* BEGIN Document section *

# Ixtapa



## Gatos (Aug 16, 2016)

Need to put a few miles on the new Subaru so we decided on Ixtapa. Anyone have any (defensible) issues with us driving to Ixtapa via Acapulco - during daylight hours - from say Mexico City ? We will be staying at Las Brisas - any comments appreciated.


----------



## sparks (Jun 17, 2007)

I didn't drive into Ixtapa because everyone said it was all condos, expensive and for tourists. I did drive from Cuernavaca to the Acapulco bypass and up to Zihua. The tolls on that quota will kill you. Took a couple of turns around Zihua and couldn't find anyone I knew so hit the road up to Playa Azul. I live in a small town and even Zihua is too big for me but nice downtown.


----------



## Gatos (Aug 16, 2016)

* END Document section *

Tasks:
A. Write out the part of the Ixtapa forum thread starting with "Need to put" and going on through "but nice downtown.".
B. In the Ixtapa forum thread, which place does sparks drive up to after leaving Zihua?
C. Carry on the Ixtapa forum thread from the point where it stops.

* BEGIN Extracted records *

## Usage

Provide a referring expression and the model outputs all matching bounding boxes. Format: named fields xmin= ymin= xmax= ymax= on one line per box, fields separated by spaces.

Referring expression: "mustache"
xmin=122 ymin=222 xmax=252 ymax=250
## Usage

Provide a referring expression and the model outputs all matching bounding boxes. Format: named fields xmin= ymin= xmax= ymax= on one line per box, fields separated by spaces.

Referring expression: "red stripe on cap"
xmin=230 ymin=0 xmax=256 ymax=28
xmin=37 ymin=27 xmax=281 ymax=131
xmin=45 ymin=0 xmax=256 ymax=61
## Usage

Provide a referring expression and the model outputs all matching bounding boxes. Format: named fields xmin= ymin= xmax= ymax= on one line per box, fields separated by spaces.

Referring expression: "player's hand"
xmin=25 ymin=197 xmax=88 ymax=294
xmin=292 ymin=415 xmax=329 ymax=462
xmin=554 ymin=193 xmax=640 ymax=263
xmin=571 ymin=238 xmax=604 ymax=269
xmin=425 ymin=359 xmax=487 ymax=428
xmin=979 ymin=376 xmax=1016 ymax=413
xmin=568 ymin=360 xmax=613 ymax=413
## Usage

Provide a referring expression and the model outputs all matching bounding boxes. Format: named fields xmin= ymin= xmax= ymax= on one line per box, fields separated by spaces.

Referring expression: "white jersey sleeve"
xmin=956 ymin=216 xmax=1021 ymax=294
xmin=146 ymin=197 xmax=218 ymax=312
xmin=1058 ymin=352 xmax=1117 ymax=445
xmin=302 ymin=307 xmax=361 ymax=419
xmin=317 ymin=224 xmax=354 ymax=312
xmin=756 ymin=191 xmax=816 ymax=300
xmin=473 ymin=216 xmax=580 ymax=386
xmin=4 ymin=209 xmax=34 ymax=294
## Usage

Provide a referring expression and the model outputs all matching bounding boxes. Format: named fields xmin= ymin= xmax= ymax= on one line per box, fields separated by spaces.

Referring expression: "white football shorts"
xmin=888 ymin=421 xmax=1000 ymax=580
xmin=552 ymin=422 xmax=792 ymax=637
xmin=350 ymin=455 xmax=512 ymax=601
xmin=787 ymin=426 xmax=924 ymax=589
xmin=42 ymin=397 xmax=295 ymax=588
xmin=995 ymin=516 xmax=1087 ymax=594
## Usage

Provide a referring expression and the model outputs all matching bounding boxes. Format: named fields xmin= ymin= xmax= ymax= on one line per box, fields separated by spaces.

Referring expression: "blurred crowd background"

* END Extracted records *

Final answers:
A.
Need to put a few miles on the new Subaru so we decided on Ixtapa. Anyone have any (defensible) issues with us driving to Ixtapa via Acapulco - during daylight hours - from say Mexico City ? We will be staying at Las Brisas - any comments appreciated.


----------



## sparks (Jun 17, 2007)

I didn't drive into Ixtapa because everyone said it was all condos, expensive and for tourists. I did drive from Cuernavaca to the Acapulco bypass and up to Zihua. The tolls on that quota will kill you. Took a couple of turns around Zihua and couldn't find anyone I knew so hit the road up to Playa Azul. I live in a small town and even Zihua is too big for me but nice downtown.

B. Playa Azul.

C.
Thanks - there are a lot of places we could have gone to but I really don't want to get on a plane. Ixtapa will be about a 7 hour drive for us. We've never been there. Not to cry into our beer but we have had a tough few months and this is just a 3-4 day getaway where my wife doesn't have to do anything (nor me). We really don't care about the cost. We booked 'all-inclusive' (which I'll let you know about). If we eat half our meals out anyway that is fine with us. I just want to sit with my feet in the sand and drink margaritas.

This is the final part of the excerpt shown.